Dialog Kitab Suci

Pada 1960-an, Indonesia melimpah buku agama (Islam). Buku–buku itu pernah terbit dan tercetak di berbagai wilayah yang didominasi umat muslim. Arus pergerakan perbukuan dahulu mulai muncul dari kota-kota yang kini bisa disebut kota metropolitan seperti Medan, Minangkabau, Jakarta, Bandung, Jogja, Solo, Malang, dan Surabaya.

Langkah ini tampaknya mengawali bentuk modernitas dakwah serta menjadi bukti bahwa islamisasi  melalui jalur literatur keaksaraan berkembang begitu pesat. Pasca kolonialisme, memang terjadi perubahan dakwah Islam yang mulai mengalami peralihan dalam menentukan pedoman pemahaman dan landasan pelajaran umat, dari lisan merambah keaksaraan. Kita masih bisa menemukan buku-buku kuno yang pernah terbit tahun  1960-an di Indonesia.

Kita mungkin melupakan sosok Hasbullah Bakry, cendikiawan muslim yang sregep menulis buku-buku keislaman dan hukum Islam. Kita sulit melacak pengalaman hidupnya. Bahkan Google pun tak sanggup melacak siapa itu Hasbullah Bakry lho! Saya pun masih sulit melacak biografinya di buku-buku di masa Orde Lama dan Orde Baru.

Sepengetahuan saya, Bakry merupakan tokoh Islam bergelar sarjana hukum yang banyak menulis tema-tema akidah, akhlak, teologi, dan hukum. Salah satunya buku yang ia pernah tulis berjudul Al-Qur’an sebagai Korektor Terhadap Taurat dan Injil (1966). Buku ini pernah diterbitkan oleh penerbit JAPI di kota Surabaya. Di halaman pertama buku tersebut memuat penjelasan “sari Tjeramah NUZULUL QUR”AN di Gubernuran Palembang pada 31 Djanuari 1964 menjambut 17 Ramadhan dihadapan anggota Pangadjian Tjendekiawan Palembang.”

Kita menduga bahwa naskah ini memang pernah disampaikan Bakry sebagai bahan ceramah bersama para politikus di kota Palembang. Sebab penjelasan itu melekat di awal pembukaan buku. Bakry menulis tema abot tapi selesai dengan 16 halaman. Buku tipis memuat penafsiran Bakry secara serius dan normatif tentang dialog kitab suci.

Baca juga: Akulturasi Islam-Jawa: Sedekah Bumi, Seni, dan Kirab Budaya

Bakry mengungkapkan bahwa turunnya wahyu Al-Qur’an sebagai petunjuk umat manusia sekaligus pembenar dari kitab suci sebelumnya; Taurat dan Injil. Ada 4 (empat) persoalan pokok yang Bakry sampaikan mengenai Al-Qur’an. Antara lain; Al-Qur’an sebagai wahyu Tuhan, Al-Qur’an sebagai pedoman kehidupan manusia, Al-Qur’an sebagai korektor terhadap kitab-kitab suci sebelumnya yang telah dinodai oleh tangan manusia, dan Al-Qur’an sebagai petunjuk.

Entri yang Ditampilkan —
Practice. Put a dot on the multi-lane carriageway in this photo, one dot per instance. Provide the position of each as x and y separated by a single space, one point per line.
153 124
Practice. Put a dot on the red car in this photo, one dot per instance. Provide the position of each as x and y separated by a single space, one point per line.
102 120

* * *

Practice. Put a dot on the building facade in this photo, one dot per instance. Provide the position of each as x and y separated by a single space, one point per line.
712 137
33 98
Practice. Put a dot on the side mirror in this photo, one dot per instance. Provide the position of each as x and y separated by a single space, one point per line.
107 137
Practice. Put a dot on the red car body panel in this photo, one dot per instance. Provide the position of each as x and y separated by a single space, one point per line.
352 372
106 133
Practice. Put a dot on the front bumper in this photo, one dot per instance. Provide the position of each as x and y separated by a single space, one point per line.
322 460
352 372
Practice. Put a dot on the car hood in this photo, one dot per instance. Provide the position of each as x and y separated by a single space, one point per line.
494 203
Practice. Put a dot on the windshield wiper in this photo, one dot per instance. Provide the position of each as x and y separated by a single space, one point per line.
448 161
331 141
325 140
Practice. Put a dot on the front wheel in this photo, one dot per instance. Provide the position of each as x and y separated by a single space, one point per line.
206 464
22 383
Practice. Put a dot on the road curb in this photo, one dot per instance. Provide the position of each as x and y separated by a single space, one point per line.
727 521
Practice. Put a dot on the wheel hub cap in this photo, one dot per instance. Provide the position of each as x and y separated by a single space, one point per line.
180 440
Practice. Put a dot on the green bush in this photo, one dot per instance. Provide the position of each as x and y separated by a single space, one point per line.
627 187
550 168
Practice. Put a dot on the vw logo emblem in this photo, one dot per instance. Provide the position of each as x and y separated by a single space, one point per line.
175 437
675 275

Sasaran Latihan —
**1.** Tuliskan semua persoalan pokok tentang Al-Qur’an yang disampaikan Bakry dalam tulisan tentang buku Hasbullah Bakry.
**2.** Lanjutkan tulisan tentang buku Hasbullah Bakry setelah kalimat terakhirnya.
Entri-entri tersebut diambil dari sumber lain.

Jawaban Latihan —
**1.**
1. Al-Qur’an sebagai wahyu Tuhan
2. Al-Qur’an sebagai pedoman kehidupan manusia
3. Al-Qur’an sebagai korektor terhadap kitab-kitab suci sebelumnya yang telah dinodai oleh tangan manusia
4. Al-Qur’an sebagai petunjuk

**2.**
Problem teologis yang ingin Bakry sampaikan adalah pandangan orang-orang Barat (kaum ortodoks) yang menganggap bahwa Al-Qur’an adalah buatan Nabi Muhammad. Bakry menjawab problematis ini dengan mendialogkan ayat-ayat kitab suci agama samawi (Yahudi, Kristen, Islam) yang terdiri dari surat Al-Baqarah: 85 dan Al-Masih; 14. Hasil dialog itu memperjelas bahwa kandungan Al-Qur’an mampu memuat berbagai kisah sejarah agama yang benar dan komprehensif.

Jawaban Bakry atas tuduhan orang-orang Barat didasari logika yang kuat dan sekaligus memperjelas bahwa Nabi Muhammad merupakan seorang pedagang yang tidak pernah menempuh bangku pendidikan. Kita bisa menyimak argumentasi Bakry, “Padahal semua orang mengetahui Nabi Muhammad tidak pernah sekolah sebelumnja atau merantau mentjari pengetahuan untuk itu. Ajat2 Al-Qur’an itu merupakan keajaiban bagi ulama2 Barat djika hal itu sungguh2 hasil pemikiran Nabi Muhammad sendiri.”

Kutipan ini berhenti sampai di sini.